**Source material**

● ● ● ● ● ● ●

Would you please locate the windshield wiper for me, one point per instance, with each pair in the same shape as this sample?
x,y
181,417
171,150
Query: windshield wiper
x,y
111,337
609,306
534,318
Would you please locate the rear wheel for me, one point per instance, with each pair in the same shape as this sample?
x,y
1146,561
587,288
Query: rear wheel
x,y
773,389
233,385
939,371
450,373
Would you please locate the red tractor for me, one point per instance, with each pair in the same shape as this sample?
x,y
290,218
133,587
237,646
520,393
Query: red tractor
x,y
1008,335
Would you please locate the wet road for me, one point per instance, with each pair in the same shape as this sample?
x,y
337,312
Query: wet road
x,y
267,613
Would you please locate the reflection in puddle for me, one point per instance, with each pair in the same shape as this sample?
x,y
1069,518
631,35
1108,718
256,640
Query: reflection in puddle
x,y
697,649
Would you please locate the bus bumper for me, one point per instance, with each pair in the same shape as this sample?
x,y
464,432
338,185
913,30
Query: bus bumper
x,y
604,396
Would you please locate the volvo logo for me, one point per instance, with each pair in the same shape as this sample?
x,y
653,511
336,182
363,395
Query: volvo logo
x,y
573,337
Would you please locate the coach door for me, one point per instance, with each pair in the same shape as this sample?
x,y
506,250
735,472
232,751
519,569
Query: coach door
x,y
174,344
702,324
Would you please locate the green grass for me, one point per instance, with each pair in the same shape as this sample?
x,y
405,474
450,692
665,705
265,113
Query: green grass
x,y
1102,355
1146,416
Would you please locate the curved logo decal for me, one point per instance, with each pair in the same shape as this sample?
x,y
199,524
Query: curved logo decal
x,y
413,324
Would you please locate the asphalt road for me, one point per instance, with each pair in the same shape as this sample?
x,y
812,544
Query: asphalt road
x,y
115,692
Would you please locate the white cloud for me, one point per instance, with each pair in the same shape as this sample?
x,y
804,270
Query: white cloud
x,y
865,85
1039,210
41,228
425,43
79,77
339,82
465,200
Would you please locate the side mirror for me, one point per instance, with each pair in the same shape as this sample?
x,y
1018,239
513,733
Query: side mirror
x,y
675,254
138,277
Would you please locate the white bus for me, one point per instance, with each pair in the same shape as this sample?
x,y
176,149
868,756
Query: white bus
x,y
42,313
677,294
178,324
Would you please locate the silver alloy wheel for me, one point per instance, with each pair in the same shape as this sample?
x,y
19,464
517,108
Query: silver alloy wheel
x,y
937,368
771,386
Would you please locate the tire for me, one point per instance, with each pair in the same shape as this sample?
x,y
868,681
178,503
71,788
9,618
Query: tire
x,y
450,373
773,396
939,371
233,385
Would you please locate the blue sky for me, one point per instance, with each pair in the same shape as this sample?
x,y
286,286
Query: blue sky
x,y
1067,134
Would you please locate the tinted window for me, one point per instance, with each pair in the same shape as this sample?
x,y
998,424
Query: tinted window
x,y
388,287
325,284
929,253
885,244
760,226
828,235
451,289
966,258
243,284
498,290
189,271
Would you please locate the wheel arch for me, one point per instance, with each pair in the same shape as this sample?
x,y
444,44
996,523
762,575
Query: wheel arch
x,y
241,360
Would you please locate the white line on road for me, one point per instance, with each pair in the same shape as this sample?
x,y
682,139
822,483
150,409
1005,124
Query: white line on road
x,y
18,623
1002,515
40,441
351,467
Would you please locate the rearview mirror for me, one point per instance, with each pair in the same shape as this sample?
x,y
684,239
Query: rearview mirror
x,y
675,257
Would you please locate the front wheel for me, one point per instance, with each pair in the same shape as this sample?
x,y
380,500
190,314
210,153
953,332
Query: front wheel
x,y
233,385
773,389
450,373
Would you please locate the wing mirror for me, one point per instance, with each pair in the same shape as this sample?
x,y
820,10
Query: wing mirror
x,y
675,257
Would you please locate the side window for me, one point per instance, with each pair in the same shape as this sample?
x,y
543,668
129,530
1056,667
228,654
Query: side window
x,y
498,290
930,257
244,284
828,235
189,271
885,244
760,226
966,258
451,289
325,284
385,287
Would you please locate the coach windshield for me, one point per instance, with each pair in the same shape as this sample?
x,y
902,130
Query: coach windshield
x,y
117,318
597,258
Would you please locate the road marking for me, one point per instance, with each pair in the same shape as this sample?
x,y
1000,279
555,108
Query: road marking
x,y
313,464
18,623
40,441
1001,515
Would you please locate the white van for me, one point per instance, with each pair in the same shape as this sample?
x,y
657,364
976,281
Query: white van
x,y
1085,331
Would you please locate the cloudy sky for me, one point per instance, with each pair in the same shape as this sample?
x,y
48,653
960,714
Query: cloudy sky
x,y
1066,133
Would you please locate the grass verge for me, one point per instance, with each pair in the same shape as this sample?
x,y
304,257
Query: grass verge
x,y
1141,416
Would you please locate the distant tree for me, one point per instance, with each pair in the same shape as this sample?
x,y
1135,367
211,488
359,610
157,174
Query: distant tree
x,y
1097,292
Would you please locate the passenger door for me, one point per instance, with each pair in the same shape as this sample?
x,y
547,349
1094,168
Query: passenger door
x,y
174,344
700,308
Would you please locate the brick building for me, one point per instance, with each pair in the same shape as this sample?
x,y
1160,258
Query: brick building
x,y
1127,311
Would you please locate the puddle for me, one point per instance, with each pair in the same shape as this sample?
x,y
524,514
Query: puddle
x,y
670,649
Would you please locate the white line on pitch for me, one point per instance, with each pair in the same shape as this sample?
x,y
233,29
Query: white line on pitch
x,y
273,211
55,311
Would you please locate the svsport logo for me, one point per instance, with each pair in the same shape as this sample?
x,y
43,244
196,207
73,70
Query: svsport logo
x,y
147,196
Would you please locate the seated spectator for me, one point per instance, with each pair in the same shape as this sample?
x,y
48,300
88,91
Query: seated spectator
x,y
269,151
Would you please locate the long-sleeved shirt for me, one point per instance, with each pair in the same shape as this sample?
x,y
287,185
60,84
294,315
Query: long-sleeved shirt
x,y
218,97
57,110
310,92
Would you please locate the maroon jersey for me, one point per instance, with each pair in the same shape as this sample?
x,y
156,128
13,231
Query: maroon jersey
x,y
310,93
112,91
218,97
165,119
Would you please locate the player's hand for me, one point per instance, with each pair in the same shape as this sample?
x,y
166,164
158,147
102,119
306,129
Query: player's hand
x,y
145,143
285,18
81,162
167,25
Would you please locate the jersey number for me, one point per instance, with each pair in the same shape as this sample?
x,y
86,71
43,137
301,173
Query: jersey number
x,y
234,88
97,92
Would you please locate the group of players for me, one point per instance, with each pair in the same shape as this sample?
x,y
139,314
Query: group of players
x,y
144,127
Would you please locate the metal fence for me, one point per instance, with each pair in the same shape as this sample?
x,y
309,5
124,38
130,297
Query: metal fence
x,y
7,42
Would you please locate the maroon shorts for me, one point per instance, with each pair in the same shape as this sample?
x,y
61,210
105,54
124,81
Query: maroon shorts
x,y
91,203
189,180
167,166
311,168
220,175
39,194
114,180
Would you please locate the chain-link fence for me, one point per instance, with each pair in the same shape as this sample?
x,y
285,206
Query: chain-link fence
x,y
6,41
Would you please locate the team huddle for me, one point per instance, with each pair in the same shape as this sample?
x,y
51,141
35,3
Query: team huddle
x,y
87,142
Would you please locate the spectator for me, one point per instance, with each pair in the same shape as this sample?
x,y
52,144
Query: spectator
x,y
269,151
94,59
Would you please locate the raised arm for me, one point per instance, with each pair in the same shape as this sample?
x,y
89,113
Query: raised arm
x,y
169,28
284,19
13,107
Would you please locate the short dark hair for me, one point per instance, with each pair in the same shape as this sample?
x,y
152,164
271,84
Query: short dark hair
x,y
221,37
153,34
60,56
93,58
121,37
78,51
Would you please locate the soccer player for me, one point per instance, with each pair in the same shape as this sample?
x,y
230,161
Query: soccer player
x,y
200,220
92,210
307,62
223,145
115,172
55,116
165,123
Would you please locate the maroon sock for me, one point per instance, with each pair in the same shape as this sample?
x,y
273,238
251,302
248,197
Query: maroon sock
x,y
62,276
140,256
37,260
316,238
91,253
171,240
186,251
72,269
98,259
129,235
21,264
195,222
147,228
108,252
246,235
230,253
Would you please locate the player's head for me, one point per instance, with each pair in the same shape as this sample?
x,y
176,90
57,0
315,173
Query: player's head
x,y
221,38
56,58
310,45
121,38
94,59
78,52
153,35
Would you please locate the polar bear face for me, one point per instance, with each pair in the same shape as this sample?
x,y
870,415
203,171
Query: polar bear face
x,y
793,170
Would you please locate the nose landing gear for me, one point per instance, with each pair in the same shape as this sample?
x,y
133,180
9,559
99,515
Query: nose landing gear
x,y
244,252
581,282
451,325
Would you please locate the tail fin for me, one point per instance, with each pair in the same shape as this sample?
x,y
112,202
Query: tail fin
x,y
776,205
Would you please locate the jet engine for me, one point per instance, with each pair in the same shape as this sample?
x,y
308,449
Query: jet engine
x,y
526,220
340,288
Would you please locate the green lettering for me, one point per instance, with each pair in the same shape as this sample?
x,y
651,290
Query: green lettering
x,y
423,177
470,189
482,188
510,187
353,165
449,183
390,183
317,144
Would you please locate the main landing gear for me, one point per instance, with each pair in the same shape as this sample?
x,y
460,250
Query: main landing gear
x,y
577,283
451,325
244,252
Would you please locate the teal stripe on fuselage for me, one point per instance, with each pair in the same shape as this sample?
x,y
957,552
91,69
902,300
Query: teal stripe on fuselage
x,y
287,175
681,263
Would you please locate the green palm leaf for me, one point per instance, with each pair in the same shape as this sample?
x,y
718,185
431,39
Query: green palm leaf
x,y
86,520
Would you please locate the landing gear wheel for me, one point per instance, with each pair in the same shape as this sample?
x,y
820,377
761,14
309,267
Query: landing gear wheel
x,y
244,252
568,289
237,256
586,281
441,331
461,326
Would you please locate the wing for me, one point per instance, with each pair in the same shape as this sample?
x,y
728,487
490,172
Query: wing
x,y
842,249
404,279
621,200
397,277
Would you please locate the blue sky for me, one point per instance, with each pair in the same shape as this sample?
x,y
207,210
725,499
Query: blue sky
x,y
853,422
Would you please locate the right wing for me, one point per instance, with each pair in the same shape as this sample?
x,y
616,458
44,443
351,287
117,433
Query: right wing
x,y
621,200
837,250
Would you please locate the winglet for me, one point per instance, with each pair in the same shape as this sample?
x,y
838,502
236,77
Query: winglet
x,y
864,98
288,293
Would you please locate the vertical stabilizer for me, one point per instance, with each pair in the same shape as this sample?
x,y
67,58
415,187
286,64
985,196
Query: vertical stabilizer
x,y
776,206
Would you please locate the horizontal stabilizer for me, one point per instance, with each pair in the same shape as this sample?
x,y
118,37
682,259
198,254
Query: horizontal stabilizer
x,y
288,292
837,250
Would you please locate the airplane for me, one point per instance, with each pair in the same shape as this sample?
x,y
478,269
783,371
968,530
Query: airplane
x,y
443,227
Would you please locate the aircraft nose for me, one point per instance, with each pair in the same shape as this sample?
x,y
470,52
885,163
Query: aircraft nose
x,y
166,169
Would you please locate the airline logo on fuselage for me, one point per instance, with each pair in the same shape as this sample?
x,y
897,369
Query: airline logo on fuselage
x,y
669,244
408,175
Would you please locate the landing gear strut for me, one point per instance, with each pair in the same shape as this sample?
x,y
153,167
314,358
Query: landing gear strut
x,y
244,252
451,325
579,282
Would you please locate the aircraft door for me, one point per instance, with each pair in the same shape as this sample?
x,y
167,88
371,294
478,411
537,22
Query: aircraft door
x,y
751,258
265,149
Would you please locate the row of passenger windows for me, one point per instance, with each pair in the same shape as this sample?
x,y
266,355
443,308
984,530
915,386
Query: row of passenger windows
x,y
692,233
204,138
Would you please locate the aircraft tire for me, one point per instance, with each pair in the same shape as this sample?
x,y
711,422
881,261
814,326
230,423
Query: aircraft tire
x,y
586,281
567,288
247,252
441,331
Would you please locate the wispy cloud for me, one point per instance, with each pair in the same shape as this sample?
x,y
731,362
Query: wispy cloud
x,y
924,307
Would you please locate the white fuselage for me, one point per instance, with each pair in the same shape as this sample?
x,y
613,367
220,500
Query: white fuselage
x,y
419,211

● ● ● ● ● ● ●

**Assignment**
Output only the lines that run from the one containing "Query: wispy cloud" through the last line of the material above, both included.

**Answer to this exercise**
Query: wispy cloud
x,y
924,307
Would you please locate the white fuselage for me, one point per instance, with each pair in the same shape as this sample?
x,y
613,367
220,500
Query: white fuselage
x,y
419,211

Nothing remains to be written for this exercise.